Быть может, унаследовав от матери нежную душу, Перовская, как член кружка чайковцев, к которому принадлежали и Корниловы, весь запас женской доброты и мягкости отдала трудящемуся люду, когда, обучившись фельдшерству, соприкоснулась в деревне с этими людьми в качестве пропагандистки-народницы. В воспоминаниях свидетелей ее тогдашней жизни говорится, что было что-то матерински нежное в ее отношении к больным, как и вообще к окружающим крестьянам. Какое нравственное удовлетворение ей давало общение с деревней и как трудно ей было оторваться от этой деревни, убогой и темной, показывало ее поведение на Воронежском съезде и колебание ввиду распадения общества «Земля и воля» на «Народную волю» и «Черный передел». Тогда мы обе, она и я, только что покинувшие деревню, всеми силами души были еще связаны с нею. Нас приглашали к участию в политической борьбе, звали в город, а мы чувствовали, что деревня нуждается в нас, что без нас темнее там. Разум говорил, что надо встать на тот же путь, на котором стоят наши товарищи, политические террористы, упоенные борьбой и одушевленные успехом. А чувство говорило другое, настроение у нас было иное, оно влекло в мир обездоленных. Конечно, мы не отдавали тогда себе отчета, но впоследствии это настроение было правильно определено как стремление к чистой жизни, к личной святости. Но, как об этом было раньше сказано, после некоторого раздумья мы победили свое чувство, свое настроение и, отказавшись от морального удовлетворения, которое давала жизнь среди народа, твердо стали рядом с товарищами, политическое чутье которых опередило нас.

С тех пор во всех террористических замыслах Исполнительного комитета «Народной воли» Перовская занимает первое место. Это она является приветливой простушкой-хозяйкой убогого домишка на московской окраине, купленного за 700–800 рублей на имя Сухорукова, игравшего роль ее мужа мелкого железнодорожного служащего.

В решительный момент это она остается со Степаном Ширяевым в домике, где при приближении царского поезда должен быть сомкнут электрический ток.

**Записи набора данных**

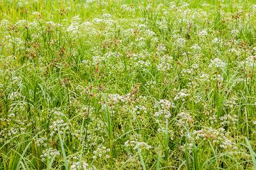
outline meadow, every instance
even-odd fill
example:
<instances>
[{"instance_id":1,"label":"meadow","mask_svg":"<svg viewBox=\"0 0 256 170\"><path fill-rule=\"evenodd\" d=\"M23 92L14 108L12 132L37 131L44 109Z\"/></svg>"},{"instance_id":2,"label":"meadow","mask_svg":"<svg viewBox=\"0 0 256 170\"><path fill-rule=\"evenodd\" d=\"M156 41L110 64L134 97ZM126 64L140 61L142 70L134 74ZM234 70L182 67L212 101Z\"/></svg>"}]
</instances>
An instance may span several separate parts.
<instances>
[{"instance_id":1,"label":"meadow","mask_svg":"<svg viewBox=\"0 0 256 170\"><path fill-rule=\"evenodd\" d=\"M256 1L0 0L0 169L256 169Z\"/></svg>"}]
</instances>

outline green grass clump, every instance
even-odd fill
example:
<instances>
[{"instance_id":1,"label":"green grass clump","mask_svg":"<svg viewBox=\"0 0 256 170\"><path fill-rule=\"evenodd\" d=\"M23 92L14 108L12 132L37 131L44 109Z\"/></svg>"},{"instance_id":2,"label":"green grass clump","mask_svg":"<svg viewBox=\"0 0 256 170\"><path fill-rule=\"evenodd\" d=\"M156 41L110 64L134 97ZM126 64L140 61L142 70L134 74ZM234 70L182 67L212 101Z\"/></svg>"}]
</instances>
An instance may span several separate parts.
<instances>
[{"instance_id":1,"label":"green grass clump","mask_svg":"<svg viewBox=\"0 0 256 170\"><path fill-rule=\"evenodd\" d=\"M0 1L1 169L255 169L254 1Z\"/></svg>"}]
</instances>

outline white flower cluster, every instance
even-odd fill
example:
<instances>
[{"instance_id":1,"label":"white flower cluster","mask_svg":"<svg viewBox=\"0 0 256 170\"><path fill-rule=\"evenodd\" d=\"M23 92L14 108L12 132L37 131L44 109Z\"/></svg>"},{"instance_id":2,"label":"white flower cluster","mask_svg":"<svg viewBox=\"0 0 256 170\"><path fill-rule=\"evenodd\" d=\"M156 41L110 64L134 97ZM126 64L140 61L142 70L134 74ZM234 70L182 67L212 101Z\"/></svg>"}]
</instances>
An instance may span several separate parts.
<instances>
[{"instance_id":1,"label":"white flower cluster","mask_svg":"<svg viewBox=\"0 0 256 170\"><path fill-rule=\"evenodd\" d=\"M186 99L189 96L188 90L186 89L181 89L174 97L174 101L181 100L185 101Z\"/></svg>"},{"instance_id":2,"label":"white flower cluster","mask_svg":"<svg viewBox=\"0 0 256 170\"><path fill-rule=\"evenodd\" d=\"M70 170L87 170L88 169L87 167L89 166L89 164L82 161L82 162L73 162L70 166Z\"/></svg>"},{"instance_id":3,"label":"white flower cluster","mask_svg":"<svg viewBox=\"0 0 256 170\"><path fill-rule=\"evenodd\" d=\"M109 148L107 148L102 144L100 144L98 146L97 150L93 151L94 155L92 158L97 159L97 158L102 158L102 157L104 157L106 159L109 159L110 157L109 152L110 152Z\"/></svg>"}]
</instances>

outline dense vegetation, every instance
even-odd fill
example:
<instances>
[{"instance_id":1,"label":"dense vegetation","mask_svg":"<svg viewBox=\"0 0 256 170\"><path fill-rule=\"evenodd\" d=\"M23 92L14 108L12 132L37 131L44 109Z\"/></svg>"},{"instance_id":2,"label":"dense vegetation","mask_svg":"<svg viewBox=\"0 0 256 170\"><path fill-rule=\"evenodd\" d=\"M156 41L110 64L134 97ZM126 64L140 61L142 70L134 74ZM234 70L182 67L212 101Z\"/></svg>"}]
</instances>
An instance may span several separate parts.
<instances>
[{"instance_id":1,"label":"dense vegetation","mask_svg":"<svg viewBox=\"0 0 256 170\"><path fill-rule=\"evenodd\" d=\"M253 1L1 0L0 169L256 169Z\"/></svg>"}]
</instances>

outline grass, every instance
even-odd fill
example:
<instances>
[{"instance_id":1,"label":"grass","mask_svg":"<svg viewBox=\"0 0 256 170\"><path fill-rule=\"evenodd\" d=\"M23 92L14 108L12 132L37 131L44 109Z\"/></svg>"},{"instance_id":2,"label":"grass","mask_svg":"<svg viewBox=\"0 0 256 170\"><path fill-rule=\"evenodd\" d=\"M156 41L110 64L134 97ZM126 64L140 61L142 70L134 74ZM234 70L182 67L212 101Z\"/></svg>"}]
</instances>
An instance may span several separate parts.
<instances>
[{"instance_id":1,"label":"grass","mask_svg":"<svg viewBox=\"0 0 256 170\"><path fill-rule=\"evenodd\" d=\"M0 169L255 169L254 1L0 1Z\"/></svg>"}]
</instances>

**Задания**
a) На чьё имя, согласно отрывку о Перовской, был куплен домишко на московской окраине?
b) Продолжите отрывок о Перовской, начав сразу после его последнего предложения.
Записи являются отдельным материалом и с текстом не связаны.

**Ожидаемые ответы**
a) На имя Сухорукова.

b)
Всегда бдительная, всегда готовая, она вовремя подает нужный сигнал, и не по ее вине крушится не тот поезд, в котором царь, а тот, в котором царские служащие.

Затем после взрыва 5 февраля в Зимнем дворце летом 1880 года она приезжает в Одессу для подкопа и мины на Итальянской улице.

И наконец, в 1881 году, когда подготовляется седьмое покушение Исполнительного комитета, подготовляется 1 марта, Перовская организует вместе с Желябовым отряд лиц, следящих за выездом государя, будущих сигналистов при выполнении драмы, и руководит метальщиками бомб не только в подготовительный период, но и в день 1 марта, когда указывает на совершенно новую диспозицию, благодаря которой император погибает от двух бомб, брошенных террористами.

Конечно, как при всяком сложном замысле со многими участниками, трудно разграничить, что каждым внесено в общее дело; все же думается, что будет только справедливостью сказать: не будь Перовской с ее хладнокровием и несравненной обдуманностью и распорядительностью, факт цареубийства мог и не пасть на этот день.

День спасла она и заплатила за него жизнью.

Я познакомилась с Софьей Львовной в 1877 году в Петербурге, когда она как подследственная по «делу 193-х» находилась на поруках. Ее привела ко мне Александра Ивановна Корнилова и оставила ночевать. Ее наружность обратила на себя мое внимание: в своей сорочке деревенского покроя она походила на молодую крестьянскую девушку с ее небольшой русой косой, светло-серыми глазами и по-детски округленными щеками. Только высокий лоб противоречил общему простонародному облику. Во всем белом миловидном личике ее было много юного, простого и напоминающего ребенка. Этот элемент детского в лице сохранился у нее до конца, несмотря на трагические минуты, которые она переживала в мартовские дни.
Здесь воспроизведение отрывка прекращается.